Exercise – Reproduce the entries so that every line matches the original exactly.

The records –
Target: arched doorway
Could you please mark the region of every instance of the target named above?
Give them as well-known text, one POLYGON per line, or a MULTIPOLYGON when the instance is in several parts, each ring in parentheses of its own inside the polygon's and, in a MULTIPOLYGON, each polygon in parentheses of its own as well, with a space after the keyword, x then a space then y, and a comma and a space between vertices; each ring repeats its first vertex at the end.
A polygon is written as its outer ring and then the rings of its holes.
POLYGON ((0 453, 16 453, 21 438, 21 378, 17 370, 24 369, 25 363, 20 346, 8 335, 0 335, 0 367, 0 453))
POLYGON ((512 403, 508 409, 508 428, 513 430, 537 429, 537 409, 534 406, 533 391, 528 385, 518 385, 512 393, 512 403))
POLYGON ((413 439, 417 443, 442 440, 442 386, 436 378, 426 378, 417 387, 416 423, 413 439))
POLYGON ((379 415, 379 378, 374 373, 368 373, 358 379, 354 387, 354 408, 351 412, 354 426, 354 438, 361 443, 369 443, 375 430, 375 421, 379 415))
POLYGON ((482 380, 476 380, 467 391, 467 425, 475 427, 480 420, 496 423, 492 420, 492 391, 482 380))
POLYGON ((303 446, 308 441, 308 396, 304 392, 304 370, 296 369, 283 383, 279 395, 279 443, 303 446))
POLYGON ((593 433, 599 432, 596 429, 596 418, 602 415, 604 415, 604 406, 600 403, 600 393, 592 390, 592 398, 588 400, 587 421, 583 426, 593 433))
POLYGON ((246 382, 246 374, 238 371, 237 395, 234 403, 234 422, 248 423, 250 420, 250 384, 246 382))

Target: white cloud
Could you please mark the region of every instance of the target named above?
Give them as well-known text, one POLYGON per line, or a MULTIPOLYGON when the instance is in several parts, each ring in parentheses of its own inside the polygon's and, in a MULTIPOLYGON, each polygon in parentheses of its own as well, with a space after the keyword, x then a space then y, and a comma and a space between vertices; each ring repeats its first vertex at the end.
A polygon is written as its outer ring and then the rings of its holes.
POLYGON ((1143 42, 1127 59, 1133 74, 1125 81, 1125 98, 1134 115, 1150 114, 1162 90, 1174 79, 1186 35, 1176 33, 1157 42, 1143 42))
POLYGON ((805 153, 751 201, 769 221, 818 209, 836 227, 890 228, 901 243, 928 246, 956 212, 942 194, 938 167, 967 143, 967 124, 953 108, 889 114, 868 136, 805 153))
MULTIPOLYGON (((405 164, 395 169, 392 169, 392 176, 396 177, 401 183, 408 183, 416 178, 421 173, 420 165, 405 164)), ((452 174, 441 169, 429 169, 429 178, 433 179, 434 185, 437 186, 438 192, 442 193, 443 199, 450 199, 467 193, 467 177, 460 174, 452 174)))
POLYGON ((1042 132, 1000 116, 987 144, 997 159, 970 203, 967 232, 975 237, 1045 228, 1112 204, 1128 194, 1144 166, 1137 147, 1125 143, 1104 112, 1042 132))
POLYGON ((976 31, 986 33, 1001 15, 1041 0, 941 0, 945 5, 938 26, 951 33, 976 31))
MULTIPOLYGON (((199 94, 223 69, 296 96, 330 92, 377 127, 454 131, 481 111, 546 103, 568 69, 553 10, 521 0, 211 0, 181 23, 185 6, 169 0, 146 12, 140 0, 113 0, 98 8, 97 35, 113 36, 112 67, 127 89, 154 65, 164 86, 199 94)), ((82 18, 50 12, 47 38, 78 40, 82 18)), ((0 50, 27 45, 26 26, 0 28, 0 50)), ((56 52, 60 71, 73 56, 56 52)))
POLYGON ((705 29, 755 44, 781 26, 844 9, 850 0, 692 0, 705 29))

Output below –
Target: arched doorway
Could you please mark the region of every instance of the target named above?
Give them as well-known text, one POLYGON per line, or a MULTIPOLYGON when the instance is in several parts, each ring in parentheses of its own inside the polygon's and, in a MULTIPOLYGON, each polygon in parentheses of its own as well, with a space after the keyword, x then a space then y, and a comma and a space between vertices; each ring repeats its first vertex at the end.
A polygon is written as its outer ring and then the rings of its holes.
POLYGON ((0 453, 16 453, 21 438, 21 378, 17 370, 24 369, 25 363, 20 346, 8 335, 0 335, 0 367, 0 453))
POLYGON ((512 403, 508 409, 508 428, 513 430, 537 429, 537 409, 534 406, 533 391, 528 385, 518 385, 512 393, 512 403))
POLYGON ((413 439, 417 443, 442 440, 442 386, 436 378, 426 378, 417 387, 416 423, 413 439))
POLYGON ((379 415, 379 378, 374 373, 368 373, 358 379, 354 387, 354 408, 351 412, 354 426, 354 438, 361 443, 369 443, 375 430, 375 421, 379 415))
POLYGON ((482 380, 476 380, 467 391, 467 425, 475 427, 480 420, 496 423, 492 420, 492 391, 482 380))
POLYGON ((303 446, 308 441, 308 396, 304 392, 304 370, 296 369, 283 383, 279 395, 279 443, 303 446))
POLYGON ((593 433, 599 432, 596 429, 596 418, 602 415, 604 415, 604 406, 600 403, 600 393, 592 390, 592 398, 588 400, 587 421, 583 426, 593 433))
POLYGON ((246 382, 246 374, 238 371, 237 395, 234 403, 234 422, 248 423, 250 420, 250 384, 246 382))

Target: white cloud
Could you please mark the region of every instance of the target named above?
Give them as well-known text, one POLYGON per line, or a MULTIPOLYGON when the instance is in several parts, each ring in parentheses of its own inside the polygon's and, in a MULTIPOLYGON, each polygon in parentheses of its own as well, with a space after the keyword, x then a space then y, and a comma and a space between vertices; each ring repeats its first vertex at the end.
A polygon is written as its outer ring and then the rings of its holes.
POLYGON ((1143 42, 1127 59, 1133 74, 1125 81, 1125 98, 1134 115, 1150 114, 1162 90, 1174 79, 1186 35, 1176 33, 1157 42, 1143 42))
POLYGON ((805 153, 751 201, 769 221, 818 209, 836 227, 890 228, 901 243, 928 246, 956 212, 942 194, 938 167, 967 143, 967 124, 953 108, 889 114, 868 136, 805 153))
MULTIPOLYGON (((405 164, 395 169, 392 169, 392 176, 396 177, 401 183, 408 183, 416 178, 421 173, 420 165, 405 164)), ((452 174, 441 169, 429 169, 429 178, 433 179, 434 185, 437 186, 438 192, 442 193, 443 199, 450 199, 467 193, 467 177, 460 174, 452 174)))
POLYGON ((1042 132, 1000 116, 987 144, 997 159, 970 203, 967 232, 975 237, 1045 228, 1112 204, 1128 194, 1144 166, 1137 147, 1125 143, 1104 112, 1042 132))
POLYGON ((976 31, 986 33, 1001 15, 1041 0, 941 0, 945 5, 938 26, 951 33, 976 31))
MULTIPOLYGON (((199 94, 223 69, 296 96, 330 92, 377 127, 454 131, 481 111, 546 103, 568 69, 553 10, 521 0, 211 0, 181 23, 185 6, 169 0, 146 12, 140 0, 113 0, 98 8, 97 35, 113 36, 112 67, 127 89, 154 65, 164 86, 199 94)), ((82 18, 50 12, 47 38, 78 40, 82 18)), ((0 50, 27 45, 26 26, 0 28, 0 50)), ((56 52, 60 71, 73 56, 56 52)))
POLYGON ((705 29, 755 44, 781 26, 844 9, 850 0, 692 0, 705 29))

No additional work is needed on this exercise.